_Material for this exercise:_
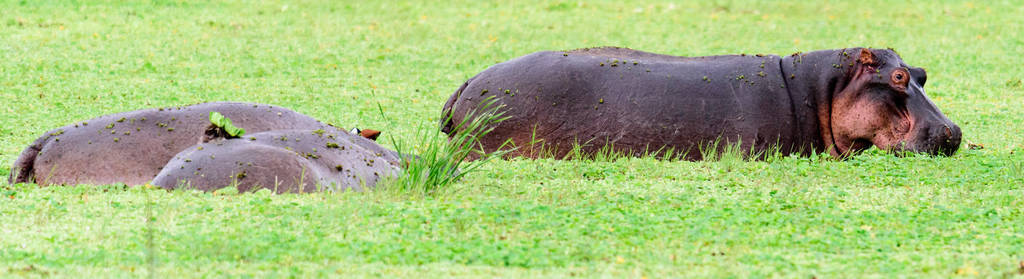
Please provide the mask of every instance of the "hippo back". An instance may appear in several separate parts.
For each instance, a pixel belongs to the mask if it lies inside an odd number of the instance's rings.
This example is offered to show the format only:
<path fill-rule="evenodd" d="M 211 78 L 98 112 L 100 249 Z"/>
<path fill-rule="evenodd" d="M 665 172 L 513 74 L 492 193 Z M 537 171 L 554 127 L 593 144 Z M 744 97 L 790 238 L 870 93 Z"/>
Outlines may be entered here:
<path fill-rule="evenodd" d="M 43 134 L 15 161 L 9 182 L 146 183 L 174 154 L 199 141 L 211 111 L 250 133 L 328 127 L 286 108 L 252 103 L 215 102 L 111 114 Z"/>
<path fill-rule="evenodd" d="M 396 152 L 337 129 L 276 130 L 186 148 L 153 179 L 167 188 L 275 192 L 360 190 L 394 177 Z"/>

_Exercise requirements:_ Give the data again exactly as it stands, apart from the pictures.

_Reply:_
Please provide the mask of every instance of the "hippo back". An instance may appear in several separate parts.
For each instance, a pixel belongs to the mask if it lies inside an odd number of the instance's rings.
This example is offered to show the format only:
<path fill-rule="evenodd" d="M 211 78 L 98 112 L 100 249 Z"/>
<path fill-rule="evenodd" d="M 665 172 L 513 74 L 492 193 Z M 537 171 L 554 127 L 593 144 Z M 744 97 L 790 238 L 870 93 Z"/>
Outlines may be entered here:
<path fill-rule="evenodd" d="M 43 134 L 15 161 L 9 182 L 146 183 L 174 154 L 199 141 L 211 111 L 250 133 L 328 127 L 286 108 L 252 103 L 215 102 L 111 114 Z"/>
<path fill-rule="evenodd" d="M 396 152 L 337 129 L 276 130 L 186 148 L 153 179 L 167 188 L 275 192 L 360 190 L 394 177 Z"/>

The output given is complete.